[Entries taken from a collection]
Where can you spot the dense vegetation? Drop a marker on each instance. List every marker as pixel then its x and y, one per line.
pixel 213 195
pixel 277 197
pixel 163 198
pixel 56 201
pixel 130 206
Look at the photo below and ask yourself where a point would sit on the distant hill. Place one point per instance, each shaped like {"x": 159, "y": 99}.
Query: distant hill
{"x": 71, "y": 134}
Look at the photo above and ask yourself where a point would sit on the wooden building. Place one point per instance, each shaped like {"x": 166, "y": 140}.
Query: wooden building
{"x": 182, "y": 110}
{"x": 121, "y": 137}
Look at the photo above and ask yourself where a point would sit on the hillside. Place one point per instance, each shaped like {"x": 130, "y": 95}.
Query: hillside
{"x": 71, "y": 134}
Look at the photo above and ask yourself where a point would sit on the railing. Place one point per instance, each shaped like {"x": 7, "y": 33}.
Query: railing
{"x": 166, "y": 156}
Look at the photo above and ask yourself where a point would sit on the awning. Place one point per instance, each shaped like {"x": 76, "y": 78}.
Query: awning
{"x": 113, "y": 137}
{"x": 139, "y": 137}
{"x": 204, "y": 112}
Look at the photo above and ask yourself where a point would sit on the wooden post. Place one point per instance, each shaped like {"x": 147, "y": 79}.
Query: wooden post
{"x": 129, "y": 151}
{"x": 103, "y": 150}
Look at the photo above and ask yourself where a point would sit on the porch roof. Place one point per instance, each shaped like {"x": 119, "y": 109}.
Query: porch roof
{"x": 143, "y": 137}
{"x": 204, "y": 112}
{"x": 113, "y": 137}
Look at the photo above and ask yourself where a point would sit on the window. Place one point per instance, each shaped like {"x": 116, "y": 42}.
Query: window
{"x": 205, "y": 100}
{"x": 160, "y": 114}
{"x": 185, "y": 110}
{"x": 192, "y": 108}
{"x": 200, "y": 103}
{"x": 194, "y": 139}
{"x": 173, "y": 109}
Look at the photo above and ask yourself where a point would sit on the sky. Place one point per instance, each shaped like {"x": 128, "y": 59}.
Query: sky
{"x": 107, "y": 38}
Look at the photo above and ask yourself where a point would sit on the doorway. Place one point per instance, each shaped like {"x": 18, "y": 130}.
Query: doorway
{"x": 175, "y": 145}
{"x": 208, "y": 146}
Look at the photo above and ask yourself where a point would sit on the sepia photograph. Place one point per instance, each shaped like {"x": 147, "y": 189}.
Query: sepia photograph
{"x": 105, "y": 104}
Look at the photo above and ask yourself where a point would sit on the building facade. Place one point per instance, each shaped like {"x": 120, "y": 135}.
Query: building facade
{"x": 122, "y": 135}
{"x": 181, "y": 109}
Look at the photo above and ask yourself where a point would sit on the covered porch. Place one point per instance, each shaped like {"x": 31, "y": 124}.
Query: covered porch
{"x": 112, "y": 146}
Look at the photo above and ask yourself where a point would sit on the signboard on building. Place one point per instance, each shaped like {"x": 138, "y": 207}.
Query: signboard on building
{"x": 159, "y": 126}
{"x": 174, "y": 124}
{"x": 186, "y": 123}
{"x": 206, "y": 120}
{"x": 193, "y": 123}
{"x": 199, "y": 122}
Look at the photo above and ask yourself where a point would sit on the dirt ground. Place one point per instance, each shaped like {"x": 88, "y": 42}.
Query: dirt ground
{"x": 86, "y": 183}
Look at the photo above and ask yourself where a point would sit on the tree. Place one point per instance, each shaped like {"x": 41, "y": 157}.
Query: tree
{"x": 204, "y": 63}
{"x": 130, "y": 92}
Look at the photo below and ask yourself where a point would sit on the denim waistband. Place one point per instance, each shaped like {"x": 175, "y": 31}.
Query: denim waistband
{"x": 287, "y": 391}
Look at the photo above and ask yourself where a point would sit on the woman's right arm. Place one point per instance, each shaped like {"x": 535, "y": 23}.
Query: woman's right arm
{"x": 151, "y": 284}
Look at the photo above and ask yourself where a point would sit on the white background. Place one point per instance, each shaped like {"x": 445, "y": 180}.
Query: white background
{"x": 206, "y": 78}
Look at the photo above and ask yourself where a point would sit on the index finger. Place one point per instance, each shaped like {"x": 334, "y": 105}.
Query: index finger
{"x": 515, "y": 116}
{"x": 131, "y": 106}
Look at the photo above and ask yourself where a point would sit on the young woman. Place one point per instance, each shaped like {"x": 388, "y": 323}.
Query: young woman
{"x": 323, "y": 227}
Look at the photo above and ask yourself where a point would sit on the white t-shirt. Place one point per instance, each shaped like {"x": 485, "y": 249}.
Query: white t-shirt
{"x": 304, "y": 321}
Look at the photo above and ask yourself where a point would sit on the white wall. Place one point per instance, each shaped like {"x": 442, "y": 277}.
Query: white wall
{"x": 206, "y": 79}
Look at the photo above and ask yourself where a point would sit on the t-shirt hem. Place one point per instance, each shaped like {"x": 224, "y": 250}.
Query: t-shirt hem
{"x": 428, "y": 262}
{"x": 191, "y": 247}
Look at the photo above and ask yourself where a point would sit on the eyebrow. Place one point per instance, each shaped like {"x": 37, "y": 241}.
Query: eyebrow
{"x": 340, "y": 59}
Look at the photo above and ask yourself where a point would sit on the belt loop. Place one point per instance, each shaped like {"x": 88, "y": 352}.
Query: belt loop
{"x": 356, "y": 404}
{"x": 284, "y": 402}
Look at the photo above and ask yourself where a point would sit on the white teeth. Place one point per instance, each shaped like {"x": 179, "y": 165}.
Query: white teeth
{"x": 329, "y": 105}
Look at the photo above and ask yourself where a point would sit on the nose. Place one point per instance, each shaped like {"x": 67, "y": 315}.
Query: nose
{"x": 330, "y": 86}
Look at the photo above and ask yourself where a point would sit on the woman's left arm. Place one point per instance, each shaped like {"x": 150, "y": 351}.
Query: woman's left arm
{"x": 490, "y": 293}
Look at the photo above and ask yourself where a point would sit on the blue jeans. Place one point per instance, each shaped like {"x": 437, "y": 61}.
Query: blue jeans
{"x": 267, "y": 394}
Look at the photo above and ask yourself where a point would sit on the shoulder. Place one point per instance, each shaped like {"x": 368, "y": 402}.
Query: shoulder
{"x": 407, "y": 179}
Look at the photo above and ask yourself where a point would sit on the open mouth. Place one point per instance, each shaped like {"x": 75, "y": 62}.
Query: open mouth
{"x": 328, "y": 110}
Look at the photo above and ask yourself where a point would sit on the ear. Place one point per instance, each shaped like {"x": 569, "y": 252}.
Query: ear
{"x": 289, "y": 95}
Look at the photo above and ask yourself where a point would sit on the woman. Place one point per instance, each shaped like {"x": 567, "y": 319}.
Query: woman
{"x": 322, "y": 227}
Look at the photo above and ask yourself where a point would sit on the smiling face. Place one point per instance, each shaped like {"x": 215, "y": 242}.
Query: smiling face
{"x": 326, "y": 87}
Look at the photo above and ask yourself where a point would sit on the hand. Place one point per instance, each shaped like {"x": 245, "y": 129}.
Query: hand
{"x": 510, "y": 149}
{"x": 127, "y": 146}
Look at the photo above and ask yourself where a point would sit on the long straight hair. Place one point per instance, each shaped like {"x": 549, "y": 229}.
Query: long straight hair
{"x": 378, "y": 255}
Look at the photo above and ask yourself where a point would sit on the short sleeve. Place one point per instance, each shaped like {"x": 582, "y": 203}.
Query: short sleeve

(Exercise brief) Could you quote the material above in full, exactly as it stands?

(Task result)
Where can you spot the dense vegetation? Drop a marker on each instance. List every marker as pixel then its x and y, one per line.
pixel 213 195
pixel 277 197
pixel 163 198
pixel 56 201
pixel 130 206
Look at the photo below and ask yourself where a point would sit on the distant hill. Place one point per instance, each shaped like {"x": 159, "y": 99}.
Query: distant hill
{"x": 71, "y": 134}
Look at the photo above and ask yourself where a point would sit on the wooden building. Place one point per instance, each shaped like {"x": 166, "y": 140}.
Query: wooden building
{"x": 182, "y": 110}
{"x": 121, "y": 137}
Look at the photo above and ask yourself where a point would sit on the hillside. Place one point per instance, each shaped like {"x": 130, "y": 95}.
Query: hillside
{"x": 71, "y": 134}
Look at the photo above and ask yourself where a point would sit on the railing. Place one point per instance, each shaped like {"x": 7, "y": 33}.
Query: railing
{"x": 166, "y": 156}
Look at the photo above and ask yourself where a point would sit on the awning. Place one point per instance, each shaped like {"x": 76, "y": 78}.
Query: awning
{"x": 113, "y": 137}
{"x": 139, "y": 137}
{"x": 204, "y": 112}
Look at the photo above and ask yourself where a point would sit on the wooden post. Place one point per instance, each shaped like {"x": 147, "y": 79}.
Query: wooden post
{"x": 129, "y": 151}
{"x": 103, "y": 150}
Look at the photo above and ask yourself where a point would sit on the porch roof. Place one point per instance, each shaped like {"x": 119, "y": 109}.
Query: porch roof
{"x": 143, "y": 137}
{"x": 204, "y": 112}
{"x": 113, "y": 137}
Look at the photo above and ask yourself where a point would sit on the window. Place one point per instance, each shaped like {"x": 116, "y": 42}.
Query: window
{"x": 205, "y": 100}
{"x": 160, "y": 114}
{"x": 185, "y": 110}
{"x": 192, "y": 108}
{"x": 200, "y": 103}
{"x": 194, "y": 139}
{"x": 173, "y": 109}
Look at the photo above and ask yourself where a point would sit on the sky. Place one point per instance, each shaped like {"x": 128, "y": 59}.
Query: sky
{"x": 107, "y": 38}
Look at the photo above and ask yourself where a point would sit on the doorway. Place one point per instance, each shaped like {"x": 18, "y": 130}.
Query: doorway
{"x": 175, "y": 145}
{"x": 208, "y": 146}
Look at the photo above and ask yourself where a point would sit on the sepia photograph. Place one point per instance, each shaped like {"x": 147, "y": 189}.
Query: sepia photograph
{"x": 105, "y": 104}
Look at the photo above and ask yourself where a point would sit on the building facade. Place one point per instance, each shaped like {"x": 120, "y": 135}.
Query: building facade
{"x": 122, "y": 135}
{"x": 181, "y": 109}
Look at the photo above and ask yourself where a point would sit on the covered porch. Place one point per instance, each shaped like {"x": 31, "y": 124}.
Query: covered porch
{"x": 112, "y": 146}
Look at the photo above and ask yourself where a point would sit on the signboard on building. Place one point per instance, each shaped like {"x": 138, "y": 207}.
Query: signboard on building
{"x": 159, "y": 126}
{"x": 174, "y": 124}
{"x": 186, "y": 123}
{"x": 206, "y": 120}
{"x": 193, "y": 123}
{"x": 199, "y": 122}
Look at the photo above and ask yourself where a point would sit on the dirt ground. Place one point per instance, each shaped like {"x": 88, "y": 42}.
Query: dirt ground
{"x": 86, "y": 183}
Look at the photo above and ask yourself where a point would sit on the tree. Place one point per instance, each shaped like {"x": 41, "y": 157}.
Query: tree
{"x": 204, "y": 63}
{"x": 130, "y": 92}
Look at the photo below and ask yourself where a point would sit on the denim waistband. Place one point per instance, each shaped like {"x": 175, "y": 31}.
Query: denim waistband
{"x": 287, "y": 391}
Look at the photo above and ask yourself where a point would sit on the woman's right arm. Place one point per instance, each shaped like {"x": 535, "y": 23}.
Query: woman's right arm
{"x": 151, "y": 284}
Look at the photo above and ask yourself where a point would sit on the white background. Place one point per instance, each shaped like {"x": 445, "y": 180}.
Query: white background
{"x": 206, "y": 78}
Look at the photo above and ask yourself where a point would sit on the index finger. Place one point per instance, each shaped like {"x": 334, "y": 105}.
Query: index finger
{"x": 515, "y": 116}
{"x": 131, "y": 106}
Look at the photo above and ask yourself where a point would sit on the young woman. Place one point per instance, each shaped like {"x": 388, "y": 323}.
Query: young woman
{"x": 323, "y": 227}
Look at the photo above and ask yourself where a point would sit on the white t-shirt. Place one point per instance, each shaped like {"x": 485, "y": 249}.
Query: white t-shirt
{"x": 304, "y": 321}
Look at the photo above and ask yourself where a point would sit on the white wall. Place one point per instance, each shaped like {"x": 442, "y": 277}.
Query: white wall
{"x": 206, "y": 79}
Look at the photo above and ask yourself where a point would sit on the t-shirt hem. Place one point per instance, each shaped like {"x": 224, "y": 250}.
Query: t-shirt hem
{"x": 428, "y": 262}
{"x": 191, "y": 247}
Look at the photo above and ask yourself where a point would sit on the eyebrow. Place one point per instance, each shaped like {"x": 37, "y": 241}.
Query: eyebrow
{"x": 340, "y": 59}
Look at the photo above and ask yourself where a point would sit on the belt loop. Place one point per instance, each shaped like {"x": 88, "y": 352}.
Query: belt loop
{"x": 356, "y": 404}
{"x": 284, "y": 402}
Look at the photo above and ask yourself where a point would sit on the white teeth. Place one point per instance, each shaped like {"x": 179, "y": 165}.
Query: white teeth
{"x": 329, "y": 105}
Look at the photo above and ask yourself where a point would sit on the nose. Place one point per instance, each shaped like {"x": 67, "y": 315}.
Query: nose
{"x": 330, "y": 86}
Look at the photo above and ask yourself where a point would sit on the woman's left arm. Place one point per instance, each shaped like {"x": 150, "y": 351}.
Query: woman's left arm
{"x": 490, "y": 293}
Look at the photo above and ask yourself where a point would sit on the blue jeans. Place one point per instance, each shaped like {"x": 437, "y": 61}.
Query: blue jeans
{"x": 267, "y": 394}
Look at the photo above and ask yourself where a point would sit on the shoulder. Place one point per instance, each shaped like {"x": 368, "y": 402}.
Query: shoulder
{"x": 407, "y": 179}
Look at the photo above and ask yourself where a point would sit on the open mouth. Place one point per instance, each shaped like {"x": 75, "y": 62}.
Query: open mouth
{"x": 328, "y": 110}
Look at the photo above and ask yourself where a point would sit on the ear. Place one point per instance, each shaped like {"x": 569, "y": 252}.
Query: ear
{"x": 289, "y": 95}
Look at the photo above and ask yourself where a point would sit on the woman. Place one point per instance, each shaped like {"x": 567, "y": 319}.
Query: woman
{"x": 322, "y": 227}
Look at the photo above and ask yourself where a point would sit on the smiling face. Place one point per instance, each shaped like {"x": 215, "y": 242}.
Query: smiling face
{"x": 326, "y": 87}
Look at the photo above and ask yourself where a point would sit on the hand. Place one point per instance, each shaped like {"x": 245, "y": 129}.
Query: hand
{"x": 510, "y": 149}
{"x": 127, "y": 146}
Look at the photo above and ask yourself where a point would sit on the long straight hair. Place one point per instance, each shaped like {"x": 549, "y": 229}.
Query: long straight hair
{"x": 378, "y": 255}
Look at the photo above and ask yourself where a point would sit on the short sleeve. Place one point per instance, each shaped like {"x": 582, "y": 203}.
Query: short sleeve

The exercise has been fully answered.